Provided passage:

Do you think you're funny?
Scottsdale's Comedy Spot offers stand-up comedy classes
Photo by David Kreienbrink
|Sean Dillin, club manager of Comedy Spot in Scottsdale, prepares his students for a stand-up session by speaking to them 10 minutes prior to the start of class.
Do you think you’re funny? Do your friends or family tell you that you’re a natural? Do people say you should be a stand up? Email Puma Press
If you’ve answered “ yes” to any of these questions, there’s good news for you . You can find an open mic night almost anywhere around the Phoenix valley. But for those of you not quite ready to make that leap, there’s a place where you can get your feet wet first and learn the tricks of the trade.
Every Sunday from noon- to-3 p.m.— at the Comedy Spot, 7117 east 3rd Ave., Scottsdale in Old Town— is the place to be if you’re looking to build your comedy chops. But be forewarned, classes can go past 3 o’clock on occasion due to a high number of students in attendance. For $100 a month you can join the class, which is taught by Dee Ann Kinkade, a professional stand-up comic as well as a writer and a producer. There is no start date, so you can enroll virtually any time you want.
Kinkade started doing stand-up at the famed Comedy Store on Sunset Blvd after reading an article about it in the Scottsdale Chronicle of Scottsdale Community College , where she taught . She would catch an airplane every Sunday morning to get to the Comedy Store, do her 10 minutes, then catch another airplane back to Phoenix all in the same day. In 1999 she started teaching stand-up, and in 2003 the Comedy Spot became her permanent home.
Of why she decided to teach stand-up comedy, she says, “ I understand that when a person goes up on stage, they can be frightened. They can be terrified, and that you cannot crush them. You have to nurture them and bring them along gently.”
That doesn’t mean though that you won’t get criticized, because you will. Part of what your $100 gets you is 10 minutes of stage time, free of the pressure of pleasing an audience looking for laughs. Think of this class as a comedy safety zone where no one will boo or heckle you, and you’ll be given positive feedback and encouragement on what works and what doesn’t. The first five minutes is where you get to try your material, followed by the second five minutes, which is used as a way for the teacher and the class to give their options on what gets laughs and throw ideas at you about what you could do to get laughs with some of your raw material.

How to complete this task:
How would the article on the Comedy Spot's stand-up classes in Scottsdale continue from its last sentence? Write the next part.

Dataset excerpts:
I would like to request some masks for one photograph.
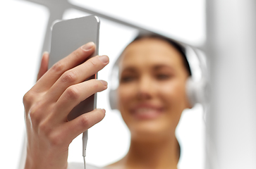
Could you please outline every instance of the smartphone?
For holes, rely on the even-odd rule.
[[[95,15],[56,22],[51,27],[51,41],[49,68],[87,42],[93,42],[96,49],[93,57],[99,54],[99,19]],[[87,80],[97,78],[92,75]],[[76,106],[68,114],[68,120],[96,108],[97,94],[95,94]]]

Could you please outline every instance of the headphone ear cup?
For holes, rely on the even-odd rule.
[[[186,94],[188,102],[191,107],[193,107],[197,103],[196,92],[195,89],[195,82],[191,77],[189,77],[186,82]]]
[[[118,109],[118,99],[117,99],[117,91],[116,89],[110,89],[109,93],[109,101],[110,108],[112,110]]]
[[[190,77],[187,80],[186,92],[188,101],[193,107],[195,104],[205,104],[206,101],[206,81],[202,79],[199,82],[195,82]]]

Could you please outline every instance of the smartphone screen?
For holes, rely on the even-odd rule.
[[[49,68],[55,63],[65,58],[73,51],[93,42],[96,45],[95,51],[90,56],[99,53],[99,19],[95,15],[62,20],[54,24],[51,29],[51,51]],[[97,78],[97,75],[90,79]],[[68,120],[71,120],[79,115],[96,108],[97,94],[95,94],[76,106],[68,114]]]

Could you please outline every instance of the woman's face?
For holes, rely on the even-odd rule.
[[[118,109],[133,138],[173,134],[182,111],[188,73],[181,54],[157,38],[131,43],[120,61]]]

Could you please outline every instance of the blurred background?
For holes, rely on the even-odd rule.
[[[207,125],[205,129],[200,105],[183,113],[177,137],[186,151],[180,168],[256,168],[255,1],[32,1],[0,0],[0,168],[21,165],[25,148],[22,99],[36,81],[42,51],[49,50],[44,41],[49,20],[54,20],[51,13],[59,10],[56,19],[90,15],[83,8],[207,53],[213,91]],[[99,54],[108,55],[110,63],[98,77],[109,81],[115,59],[138,30],[100,20]],[[110,109],[107,94],[97,96],[97,107],[106,110],[105,118],[89,130],[87,161],[97,166],[121,158],[129,147],[129,132],[118,112]],[[81,136],[71,143],[68,161],[83,163]]]

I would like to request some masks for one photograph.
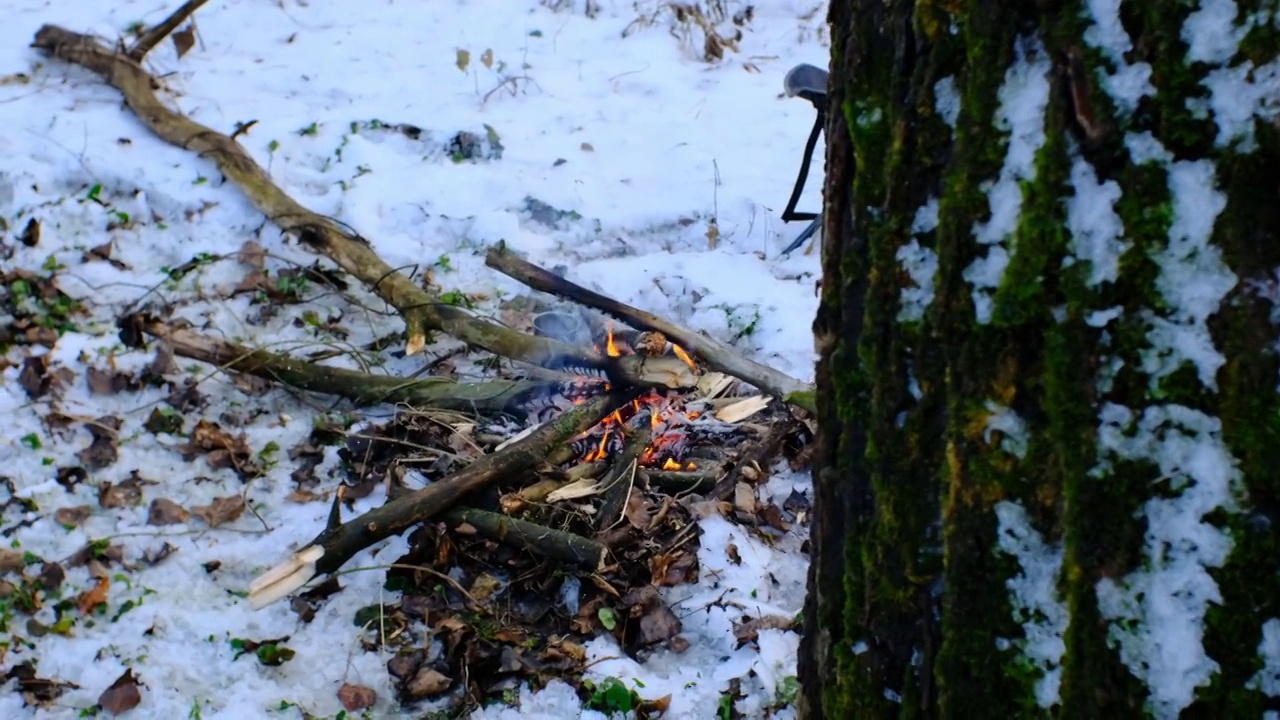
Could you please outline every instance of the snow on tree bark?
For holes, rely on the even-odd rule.
[[[829,22],[803,708],[1280,710],[1280,5]]]

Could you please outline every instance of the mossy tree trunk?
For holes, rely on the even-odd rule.
[[[1276,13],[832,0],[809,716],[1280,710]]]

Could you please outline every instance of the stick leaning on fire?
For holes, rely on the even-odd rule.
[[[129,109],[157,137],[212,160],[218,169],[285,234],[297,237],[305,246],[325,255],[364,282],[388,305],[396,307],[406,327],[406,354],[420,352],[426,345],[428,333],[440,331],[470,346],[513,360],[548,368],[593,368],[603,372],[613,387],[534,429],[508,447],[476,460],[463,470],[424,489],[390,500],[381,507],[347,523],[339,520],[339,493],[330,511],[328,527],[311,543],[251,584],[250,602],[253,607],[262,607],[285,597],[316,575],[338,570],[365,547],[448,511],[460,497],[499,478],[532,468],[550,448],[596,425],[635,398],[643,388],[678,389],[696,383],[696,375],[676,357],[611,356],[594,348],[575,347],[550,338],[516,332],[465,309],[438,301],[412,279],[388,265],[365,238],[288,196],[233,136],[196,123],[168,108],[156,95],[156,88],[163,87],[163,83],[145,70],[141,61],[148,50],[204,4],[205,0],[189,0],[183,4],[164,22],[143,33],[129,51],[109,49],[91,36],[50,24],[36,32],[32,47],[101,76],[123,94]],[[813,411],[812,386],[759,365],[724,343],[572,283],[548,283],[548,278],[554,275],[520,261],[506,251],[490,254],[490,265],[538,290],[561,293],[580,304],[626,319],[639,328],[662,332],[708,365],[786,402]],[[718,483],[717,489],[722,483]]]

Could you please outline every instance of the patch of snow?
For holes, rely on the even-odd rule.
[[[1124,146],[1129,150],[1129,159],[1135,165],[1157,163],[1167,165],[1174,161],[1174,154],[1165,149],[1165,145],[1156,140],[1149,131],[1129,132],[1124,136]]]
[[[794,23],[808,9],[792,0],[760,4],[754,27]],[[316,256],[280,238],[273,225],[264,227],[261,213],[223,182],[210,161],[154,137],[123,108],[116,91],[29,47],[42,23],[111,44],[132,23],[155,23],[170,10],[141,0],[15,0],[6,4],[0,24],[0,73],[6,78],[0,83],[0,214],[10,229],[32,217],[45,228],[40,243],[15,247],[4,269],[44,274],[50,259],[67,266],[60,287],[84,300],[91,318],[49,352],[55,366],[78,375],[56,410],[77,418],[120,416],[122,437],[128,438],[119,460],[88,482],[73,489],[51,482],[56,468],[79,464],[76,454],[88,443],[88,433],[79,425],[50,432],[44,420],[54,404],[27,397],[18,382],[22,351],[12,350],[6,360],[18,365],[0,363],[0,457],[17,492],[41,510],[19,516],[10,509],[6,525],[31,524],[15,528],[6,542],[41,557],[65,559],[90,541],[113,538],[131,561],[166,542],[178,547],[156,566],[131,573],[132,588],[113,582],[111,611],[134,603],[118,621],[77,624],[70,637],[54,633],[31,648],[14,646],[6,661],[33,660],[40,676],[79,685],[41,715],[51,719],[76,717],[92,707],[125,666],[146,683],[140,716],[183,717],[198,707],[205,717],[261,717],[282,701],[332,716],[340,710],[335,693],[344,680],[376,689],[380,700],[372,712],[389,716],[398,708],[388,657],[364,652],[360,629],[352,626],[357,609],[396,600],[383,589],[383,573],[342,575],[343,591],[310,624],[300,623],[287,602],[255,612],[237,594],[324,527],[326,503],[289,500],[291,462],[282,459],[247,486],[225,469],[188,464],[174,450],[179,439],[142,429],[150,410],[163,406],[163,391],[93,396],[79,377],[86,365],[114,363],[134,372],[151,359],[118,347],[114,320],[152,287],[180,301],[179,318],[197,329],[253,346],[349,350],[401,329],[397,319],[381,314],[380,302],[358,291],[357,301],[371,310],[333,297],[285,307],[262,323],[247,322],[253,310],[248,297],[227,297],[244,275],[234,254],[246,240],[270,251],[273,270],[289,263],[310,265]],[[406,273],[420,277],[430,266],[444,291],[486,297],[522,292],[484,266],[485,246],[506,240],[531,261],[572,268],[577,282],[724,340],[735,333],[732,314],[735,322],[753,324],[740,342],[745,352],[810,379],[818,301],[801,277],[812,274],[818,260],[794,256],[772,264],[754,252],[783,240],[776,218],[813,122],[806,104],[777,97],[777,82],[791,67],[788,59],[827,49],[814,33],[801,41],[791,33],[748,29],[742,55],[727,54],[708,65],[690,60],[662,27],[641,27],[621,38],[636,14],[628,4],[611,4],[589,19],[535,0],[517,1],[503,13],[485,3],[370,8],[230,1],[197,13],[200,42],[184,56],[177,58],[173,44],[165,42],[146,64],[164,77],[165,101],[198,122],[230,132],[237,122],[259,119],[237,140],[282,190],[352,224]],[[470,51],[465,69],[456,67],[454,49]],[[481,61],[485,50],[493,51],[492,67]],[[754,56],[762,72],[744,72],[745,56]],[[13,73],[27,79],[8,82]],[[744,117],[751,122],[742,123]],[[376,128],[375,119],[420,126],[421,138]],[[492,146],[486,127],[500,137],[500,159],[456,163],[444,151],[460,131]],[[87,197],[95,186],[110,210]],[[524,209],[530,195],[566,217],[541,224]],[[132,227],[109,229],[109,211],[128,214]],[[707,240],[710,218],[719,231],[714,250]],[[84,250],[105,241],[114,242],[111,258],[120,266],[82,259]],[[166,269],[193,258],[210,260],[180,283],[166,281]],[[349,340],[316,338],[294,327],[301,310],[323,316],[330,307],[347,313]],[[179,374],[200,379],[210,398],[200,416],[234,416],[229,429],[243,432],[255,452],[271,442],[292,447],[319,415],[315,397],[284,391],[253,397],[209,366],[191,368],[180,359],[178,364]],[[356,360],[333,364],[355,366]],[[421,359],[392,357],[385,372],[420,368]],[[191,415],[188,428],[196,419]],[[38,450],[24,445],[27,436],[41,441]],[[334,488],[329,473],[339,462],[326,451],[317,469],[323,491]],[[243,493],[270,532],[251,514],[215,529],[196,520],[155,528],[147,525],[146,502],[99,507],[97,484],[118,483],[134,468],[159,483],[145,489],[146,501],[164,497],[189,507]],[[201,477],[209,479],[197,482]],[[375,492],[344,516],[383,500]],[[82,525],[65,529],[51,512],[72,505],[87,505],[92,512]],[[778,547],[762,548],[745,530],[716,520],[704,530],[700,552],[708,568],[727,565],[723,543],[731,536],[742,565],[724,568],[718,578],[704,573],[700,584],[672,592],[685,593],[676,598],[686,602],[677,611],[689,614],[692,647],[728,648],[733,664],[705,650],[635,667],[669,676],[667,685],[680,702],[698,707],[699,716],[714,715],[719,693],[739,676],[735,671],[754,669],[758,678],[744,680],[748,697],[741,702],[764,707],[776,700],[778,678],[794,674],[795,633],[765,633],[753,646],[731,648],[731,620],[799,611],[805,553],[791,536]],[[371,568],[404,551],[406,541],[394,538],[348,568]],[[719,560],[712,560],[717,553]],[[214,561],[220,569],[206,571],[204,565]],[[713,606],[728,587],[726,577],[739,605]],[[87,570],[69,569],[63,591],[70,597],[91,583]],[[571,606],[575,594],[566,584],[553,600]],[[38,620],[51,625],[52,609]],[[279,667],[262,666],[252,656],[234,660],[229,644],[232,638],[284,635],[297,659]],[[689,683],[695,684],[686,688]],[[522,692],[521,705],[520,716],[600,717],[584,711],[572,689],[559,683]],[[707,708],[712,711],[701,712]],[[12,683],[0,693],[0,717],[32,712]],[[511,708],[502,712],[512,716]]]
[[[1070,619],[1066,602],[1057,593],[1062,547],[1047,544],[1032,527],[1027,510],[1016,502],[996,503],[996,518],[1000,550],[1016,557],[1023,569],[1020,575],[1005,583],[1014,619],[1021,623],[1024,633],[1011,644],[1041,671],[1036,680],[1036,702],[1048,708],[1060,700],[1062,656],[1066,653],[1062,637]]]
[[[1000,448],[1019,460],[1023,459],[1027,455],[1027,443],[1030,442],[1027,420],[1011,407],[992,400],[987,401],[987,428],[982,433],[983,442],[989,443],[992,430],[997,430],[1002,436]]]
[[[1124,315],[1124,307],[1120,305],[1107,307],[1106,310],[1094,310],[1084,318],[1084,324],[1091,328],[1105,328],[1107,327],[1107,323],[1115,320],[1120,315]]]
[[[1217,190],[1216,168],[1210,160],[1174,163],[1169,190],[1174,204],[1169,243],[1153,255],[1160,264],[1156,288],[1167,310],[1148,315],[1151,347],[1143,354],[1142,366],[1156,387],[1183,363],[1192,363],[1204,387],[1217,389],[1217,370],[1226,359],[1213,347],[1207,323],[1238,282],[1222,261],[1222,251],[1210,242],[1226,196]]]
[[[956,92],[955,76],[947,76],[933,83],[933,109],[947,127],[956,129],[956,120],[960,118],[960,94]]]
[[[1149,688],[1155,716],[1174,719],[1219,671],[1203,646],[1204,612],[1222,600],[1208,569],[1222,566],[1233,543],[1206,516],[1235,510],[1240,473],[1217,418],[1179,405],[1135,416],[1114,404],[1100,418],[1098,470],[1111,459],[1149,462],[1158,471],[1153,482],[1174,493],[1143,503],[1143,568],[1097,585],[1110,642]]]
[[[938,227],[938,199],[915,211],[911,222],[913,234],[931,233]],[[931,247],[923,247],[916,238],[897,249],[897,261],[911,278],[914,287],[904,287],[900,299],[901,307],[897,319],[902,323],[918,323],[924,319],[925,310],[933,302],[933,279],[938,274],[938,254]]]
[[[1244,61],[1230,68],[1215,68],[1202,81],[1210,91],[1208,110],[1217,124],[1219,147],[1239,141],[1240,152],[1257,149],[1256,118],[1274,120],[1280,102],[1280,60],[1254,68]]]
[[[1249,23],[1235,24],[1238,14],[1234,0],[1201,0],[1183,23],[1187,59],[1211,65],[1229,63],[1249,32]]]
[[[1071,163],[1075,193],[1066,201],[1066,227],[1071,231],[1071,258],[1089,264],[1091,287],[1120,277],[1120,258],[1133,246],[1124,240],[1124,223],[1115,211],[1120,186],[1098,182],[1093,165],[1076,156]]]
[[[1125,54],[1133,50],[1133,40],[1120,23],[1120,0],[1088,0],[1087,5],[1093,23],[1084,31],[1084,41],[1101,50],[1116,67],[1114,73],[1098,68],[1102,86],[1120,114],[1132,115],[1143,97],[1156,95],[1151,85],[1151,65],[1125,60]]]
[[[987,188],[991,218],[975,223],[973,234],[989,246],[964,270],[964,279],[973,284],[973,304],[980,324],[991,322],[992,290],[1000,286],[1009,265],[1010,250],[1005,242],[1018,227],[1023,209],[1023,182],[1036,177],[1036,152],[1044,145],[1044,108],[1048,105],[1048,73],[1051,63],[1039,40],[1021,38],[1015,59],[1000,87],[996,128],[1007,132],[1005,163],[995,183]]]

Answer space:
“Self confidence is really being willing to risk to fail,” says Kinkade. “People who won’t try aren’t confident. If your confident, you’re willing to get up there and fail, and fail and fail until you succeed. That’s self-confidence. And eventually you’ll succeed.”
Each week covers a new lesson, whether it’s finding your comic point of view or going over material that you once thought unsalvageable. And don’t think that this class is for beginners only. No, this class has something for everyone, even those who’ve been doing stand up on their own for a while.
The class is not a one-month stand up comedy factory. The students in this class range anywhere from people attending for the first time to those who have been attending for upwards of 18 months. But those who’ve stuck with the program thus far have nothing but positive things to say.
“(Kinkade) focuses on the mechanics of comedy. (Which) gives you the confidence to do it, ” s ays Gene Moore an 18-month veteran of the class, who still continues with the class as well as doing shows around the Valley.
“I wouldn’t be where I am today without (comedy classes). I would have no clue how to do any of it,” says James Lloyd , a six-month veteran himself and aspiring voice actor.
Can anyone do comedy?
Kinkade thinks about this for a moment.
“Almost anyone can do it,” she says. “With enough moxy, and enough determination, you can learn how to use the comedy toolbox.”